Texte à lire —
● ● ● ● ● ● ●

Dans la Bible, Job hurle la souffrance de l’homme. Il la crie à qui veut l’entendre et tout d’abord à ses trois amis qui sont venus vers lui alors qu’il est blessé à vif, assis sur la cendre : De loin, fixant les yeux sur lui, ils ne le reconnurent pas. Alors ils éclatèrent en sanglots. Chacun déchira son vêtement et jeta de la poussière sur sa tête. Puis, s’asseyant à terre près de lui, ils restèrent ainsi durant sept jours et sept nuits. Aucun ne lui adressa la parole, au spectacle d’une si grande douleur. (Job 2, 11 - 13)

Job rompt le silence. En disant sa souffrance, il réalise très vite qu’il est seul  : ses amis sont bien là, mais ils ne l’écoutent pas vraiment. Au contraire, ils l’accusent. Job ne se démonte pas : au-delà des hommes, c’est le cœur de Dieu qu’il va chercher à trouver. Job prie. Il essaie de ‘résoudre’ son problème dans la prière. En fait, il ne le résout pas car la prière n’est pas un sortilège. Tout au moins, Job confie son problème au Seigneur… il est en conflit avec Dieu, il est en conflit avec lui-même, il se confie à Dieu… jour et nuit, tout au long de la nuit, jusqu’à l’aube…
« Souviens-toi Seigneur… ma vie n’est qu’un souffle, je ne verrai pas le bonheur. » Job, dégoûté de la vie… !

● ● ● ● ● ● ●

Entrées du jeu —
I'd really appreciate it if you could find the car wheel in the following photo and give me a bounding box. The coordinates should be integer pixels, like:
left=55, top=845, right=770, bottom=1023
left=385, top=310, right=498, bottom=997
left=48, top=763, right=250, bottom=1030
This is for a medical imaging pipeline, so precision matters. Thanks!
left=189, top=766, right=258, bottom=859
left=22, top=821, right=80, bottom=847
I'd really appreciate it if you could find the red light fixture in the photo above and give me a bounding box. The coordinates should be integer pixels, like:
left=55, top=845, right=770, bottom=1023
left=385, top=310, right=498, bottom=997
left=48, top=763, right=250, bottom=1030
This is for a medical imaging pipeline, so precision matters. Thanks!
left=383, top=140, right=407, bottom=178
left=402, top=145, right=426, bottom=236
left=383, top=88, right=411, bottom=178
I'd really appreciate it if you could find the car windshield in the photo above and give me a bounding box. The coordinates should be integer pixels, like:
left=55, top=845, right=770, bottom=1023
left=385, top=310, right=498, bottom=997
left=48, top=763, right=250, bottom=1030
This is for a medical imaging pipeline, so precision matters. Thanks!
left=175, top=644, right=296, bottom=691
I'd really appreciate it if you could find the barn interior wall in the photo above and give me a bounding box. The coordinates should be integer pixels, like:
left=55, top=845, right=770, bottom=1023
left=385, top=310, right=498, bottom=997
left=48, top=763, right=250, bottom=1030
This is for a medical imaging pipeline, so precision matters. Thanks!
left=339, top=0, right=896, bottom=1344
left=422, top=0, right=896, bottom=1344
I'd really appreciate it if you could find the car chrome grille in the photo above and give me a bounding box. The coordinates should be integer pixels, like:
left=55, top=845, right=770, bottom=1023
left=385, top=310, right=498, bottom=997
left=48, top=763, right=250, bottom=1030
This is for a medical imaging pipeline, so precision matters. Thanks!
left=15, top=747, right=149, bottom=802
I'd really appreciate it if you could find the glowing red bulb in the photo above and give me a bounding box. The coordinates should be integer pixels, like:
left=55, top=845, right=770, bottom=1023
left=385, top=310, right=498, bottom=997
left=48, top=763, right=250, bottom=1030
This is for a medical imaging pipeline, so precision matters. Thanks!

● ● ● ● ● ● ●

Activité — Recopiez mot pour mot l'intégralité du texte sur la souffrance de Job.

Corrigé —
Dans la Bible, Job hurle la souffrance de l’homme. Il la crie à qui veut l’entendre et tout d’abord à ses trois amis qui sont venus vers lui alors qu’il est blessé à vif, assis sur la cendre : De loin, fixant les yeux sur lui, ils ne le reconnurent pas. Alors ils éclatèrent en sanglots. Chacun déchira son vêtement et jeta de la poussière sur sa tête. Puis, s’asseyant à terre près de lui, ils restèrent ainsi durant sept jours et sept nuits. Aucun ne lui adressa la parole, au spectacle d’une si grande douleur. (Job 2, 11 - 13)

Job rompt le silence. En disant sa souffrance, il réalise très vite qu’il est seul  : ses amis sont bien là, mais ils ne l’écoutent pas vraiment. Au contraire, ils l’accusent. Job ne se démonte pas : au-delà des hommes, c’est le cœur de Dieu qu’il va chercher à trouver. Job prie. Il essaie de ‘résoudre’ son problème dans la prière. En fait, il ne le résout pas car la prière n’est pas un sortilège. Tout au moins, Job confie son problème au Seigneur… il est en conflit avec Dieu, il est en conflit avec lui-même, il se confie à Dieu… jour et nuit, tout au long de la nuit, jusqu’à l’aube…
« Souviens-toi Seigneur… ma vie n’est qu’un souffle, je ne verrai pas le bonheur. » Job, dégoûté de la vie… !